* _Extrait du document_
-------------------------
(suite de l’article précédent)
Chap. XIII. Institution de la fête de Marie secours des chrétiens.
La façon merveilleuse dont Pie VII a été libéré de son emprisonnement est le grand événement qui a donné lieu à l’institution de la fête de Marie secours des chrétiens.
L’empereur Napoléon Ier avait déjà opprimé le Souverain Pontife de plusieurs façons, en le dépouillant de ses biens, en dispersant les cardinaux, les évêques, les prêtres et les religieux, et en les privant également de leurs biens. Après cela, Napoléon exigea du pape des choses qu’il ne pouvait pas lui accorder. Au refus de Pie VII l’empereur répond par la violence et le sacrilège. Le pape est arrêté dans son propre palais et, avec le cardinal Pacca, son secrétaire, emmené de force à Savone où le souverain pontife persécuté, mais toujours glorieux, passe plus de cinq ans dans une sévère captivité. Mais là où il y a le pape, il y a le chef de la religion et la présence de tous les vrais catholiques. C’est ainsi que Savone devint d’une certaine manière une autre Rome. Tant de démonstrations d’affection excitèrent la jalousie de l’empereur, qui voulait que le vicaire de Jésus-Christ soit humilié ; il ordonna donc que le pontife soit transféré à Fontainebleau, un château situé non loin de Paris.
Pendant que le chef de l’Église gémissait comme un prisonnier séparé de ses conseillers et de ses amis, il ne restait plus aux chrétiens qu’à imiter les fidèles de l’Église primitive lorsque saint Pierre était en prison, c’est-à-dire à prier. Le vénérable pontife priait, et avec lui tous les catholiques priaient, implorant l’aide de Celle qui est appelée Magnum in Ecclesia praesidium (puissante protectrice de l’Église). On pense généralement que le pontife a promis à la Sainte Vierge d’instituer une fête pour honorer le titre de Marie secours des chrétiens, s’il pouvait revenir à Rome sur le trône pontifical. Entre-temps, tout souriait au terrible conquérant. Après avoir fait résonner son nom redouté sur toute la terre, marchant de victoire en victoire, il avait transporté ses armes dans les régions les plus froides de la Russie, croyant y trouver de nouveaux triomphes. Mais la divine Providence lui avait au contraire préparé des désastres et des défaites.
Émue de pitié par les gémissements du vicaire de Jésus-Christ et les prières de ses enfants, Marie changea en un instant le sort de l’Europe et du monde.
Les rigueurs de l’hiver de Russie et la déloyauté de nombreux généraux français mirent à néant tous les espoirs de Napoléon. La plus grande partie de cette formidable armée périt victime du gel ou ensevelie sous la neige. Les quelques troupes épargnées par les rigueurs du froid abandonnèrent l’Empereur, qui dut s’enfuir, battre en retraite à Paris et se livrer aux mains des Anglais, qui l’emmenèrent prisonnier sur l’île d’Elbe. La justice put alors reprendre son cours ; le pontife fut rapidement libéré ; Rome l’accueillit avec le plus grand enthousiasme, et le chef de la chrétienté, désormais libre et indépendant, put reprendre le gouvernement de l’Église universelle. Ainsi libéré, Pie VII voulut immédiatement donner un signe public de reconnaissance à la Sainte Vierge. Tous, en effet, reconnaissaient que c’était à son intercession qu’il devait sa libération inattendue. Accompagné de quelques cardinaux, il se rendit à Savone où il couronna la prodigieuse image de la Miséricorde vénérée dans cette ville ; et c’est avec une foule sans précédent, en présence du roi Victor-Emmanuel Ier et d’autres princes, que se déroula la majestueuse fonction au cours de laquelle le pape plaça une couronne de pierres précieuses et de diamants sur la tête de la vénérable effigie de Marie.
-------------------------
* _Données fournies_
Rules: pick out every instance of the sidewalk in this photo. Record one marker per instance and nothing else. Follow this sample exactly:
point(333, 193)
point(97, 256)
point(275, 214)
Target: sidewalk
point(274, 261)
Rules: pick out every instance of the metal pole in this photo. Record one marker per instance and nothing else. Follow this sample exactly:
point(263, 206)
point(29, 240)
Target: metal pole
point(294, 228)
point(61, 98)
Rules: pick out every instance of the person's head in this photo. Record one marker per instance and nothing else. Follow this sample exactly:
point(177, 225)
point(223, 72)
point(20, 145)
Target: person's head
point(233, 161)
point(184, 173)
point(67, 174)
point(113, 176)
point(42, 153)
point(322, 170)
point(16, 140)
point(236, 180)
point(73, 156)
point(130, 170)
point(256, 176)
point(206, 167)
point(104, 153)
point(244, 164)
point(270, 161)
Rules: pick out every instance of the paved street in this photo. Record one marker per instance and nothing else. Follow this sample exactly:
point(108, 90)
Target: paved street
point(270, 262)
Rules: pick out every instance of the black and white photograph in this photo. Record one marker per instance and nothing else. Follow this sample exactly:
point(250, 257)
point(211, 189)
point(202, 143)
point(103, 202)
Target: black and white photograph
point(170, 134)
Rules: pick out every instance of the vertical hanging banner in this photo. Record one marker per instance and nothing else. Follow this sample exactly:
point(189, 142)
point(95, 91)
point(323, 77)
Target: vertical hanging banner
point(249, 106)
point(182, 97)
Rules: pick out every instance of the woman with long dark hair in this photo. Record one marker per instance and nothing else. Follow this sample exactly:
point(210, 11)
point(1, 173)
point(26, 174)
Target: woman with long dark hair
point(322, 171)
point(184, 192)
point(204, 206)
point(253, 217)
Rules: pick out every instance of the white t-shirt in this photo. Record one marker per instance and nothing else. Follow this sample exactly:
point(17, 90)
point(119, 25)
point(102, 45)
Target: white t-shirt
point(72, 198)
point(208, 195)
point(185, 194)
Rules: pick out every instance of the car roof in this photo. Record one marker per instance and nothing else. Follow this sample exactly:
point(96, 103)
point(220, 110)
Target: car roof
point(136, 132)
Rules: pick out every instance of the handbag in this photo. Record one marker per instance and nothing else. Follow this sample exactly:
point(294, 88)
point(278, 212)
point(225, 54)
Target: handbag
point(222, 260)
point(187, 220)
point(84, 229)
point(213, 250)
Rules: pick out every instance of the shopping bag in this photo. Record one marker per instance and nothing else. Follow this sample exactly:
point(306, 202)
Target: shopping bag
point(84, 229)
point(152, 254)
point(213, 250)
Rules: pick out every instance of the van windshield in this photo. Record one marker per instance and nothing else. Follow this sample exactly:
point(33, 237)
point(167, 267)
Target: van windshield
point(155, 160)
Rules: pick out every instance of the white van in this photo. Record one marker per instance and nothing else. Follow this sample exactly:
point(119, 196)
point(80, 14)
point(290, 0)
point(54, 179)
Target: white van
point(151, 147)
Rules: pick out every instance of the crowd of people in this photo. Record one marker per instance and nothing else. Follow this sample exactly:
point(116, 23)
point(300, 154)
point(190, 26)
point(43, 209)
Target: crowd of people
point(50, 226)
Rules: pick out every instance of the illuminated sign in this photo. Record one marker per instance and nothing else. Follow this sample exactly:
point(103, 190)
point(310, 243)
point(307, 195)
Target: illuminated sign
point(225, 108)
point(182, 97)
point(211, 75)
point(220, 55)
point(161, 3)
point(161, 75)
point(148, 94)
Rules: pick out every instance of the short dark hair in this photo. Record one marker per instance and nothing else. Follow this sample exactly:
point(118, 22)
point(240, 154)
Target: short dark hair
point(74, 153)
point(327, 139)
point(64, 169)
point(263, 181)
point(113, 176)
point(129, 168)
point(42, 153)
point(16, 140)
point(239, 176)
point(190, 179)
-------------------------
* _Travail à faire_
**A.** Répondez aux questions suivantes d'après l'extrait sur la fête de Marie secours des chrétiens.
(i) Dans quelle ville le pape fut-il emmené de force avec le cardinal Pacca ?
(ii) Par quelle expression latine le texte désigne-t-il la Vierge implorée par les catholiques ?
(iii) Quel roi assistait au couronnement de l'image de la Miséricorde à Savone ?
**B.** Rédigez la suite de l'extrait sur la fête de Marie secours des chrétiens, en reprenant après sa dernière phrase.

* _Réponses par tâche_
**A.**
(i) À Savone.
(ii) Magnum in Ecclesia praesidium (puissante protectrice de l'Église).
(iii) Le roi Victor-Emmanuel Ier.

**B.**
De retour à Rome, il voulut accomplir la deuxième partie de sa promesse en instituant une fête spéciale dans l’Église, pour attester ce grand prodige devant la postérité.
Rappelant que de tout temps la Sainte Vierge a été proclamée le secours des chrétiens, il s’appuya sur ce que saint Pie V avait fait après la victoire de Lépante en ordonnant qu’on insère dans les litanies de la Sainte Vierge l’invocation : Auxilium Christianorum ora pro nobis. Il voulait ainsi expliquer et étendre de plus en plus cette dévotion que le pape Innocent XI avait décrétée en instituant la fête du saint nom de Marie. Pour commémorer perpétuellement sa prodigieuse libération, celle des cardinaux et des évêques et la liberté rendue à l’Église, et pour qu’il y ait un monument perpétuel à cet effet parmi tous les peuples chrétiens, Pie VII institua la fête de Marie Auxilium Christianorum, qui sera célébrée chaque année le 24 mai. Ce jour a été choisi parce que c’est ce jour-là, en 1814, qu’il a été libéré et qu’il a pu retourner à Rome sous les applaudissements les plus vifs des Romains. (Ceux qui souhaitent en savoir plus sur ce que nous avons brièvement exposé ici peuvent consulter Artaud : Vita di Pio VII ; l’article de Moroni : Pie VII ; P. Carini : Il sabato santificato ; Carlo Ferreri : Corona di fiori etc. Discursus praedicabiles super litanias Lauretanas du P. Giuseppe Miecoviense). Tant qu’il vécut, le glorieux pontife Pie VII encouragea le culte marial ; il approuva les associations et les confréries qui lui étaient dédiées et accorda de nombreuses indulgences pour les pratiques pieuses effectuées en son honneur. Un seul fait suffit à démontrer la grande vénération de ce pontife envers Marie Auxiliatrice.
En 1817, un nouveau tableau de la Vierge devait être placé à Rome dans l’église Santa Maria in Monticelli, confiée aux Prêtres de la Doctrine chrétienne. Le 11 mai, ce tableau fut apporté au pontife au Vatican pour qu’il le bénisse et lui impose un titre. Dès qu’il vit l’image pieuse, le pape ressentit une si grande émotion dans son cœur qu’il prononça instantanément cette magnifique invocation : Maria Auxilium Christianorum, ora pro nobis. À la voix du Saint-Père firent écho tous les fils dévoués de Marie et lors de la première inauguration (le 15 du même mois), il y eut un véritable transport de personnes, de joie et de dévotion. Les offrandes, les vœux et les prières ferventes se sont poursuivis jusqu’à aujourd’hui. On peut donc dire que cette image est continuellement entourée de fidèles qui demandent et obtiennent des grâces par l’intercession de Marie, secours des chrétiens.
Chap. XIV. La découverte de l’image de Marie Auxilium Christianorum de Spolète.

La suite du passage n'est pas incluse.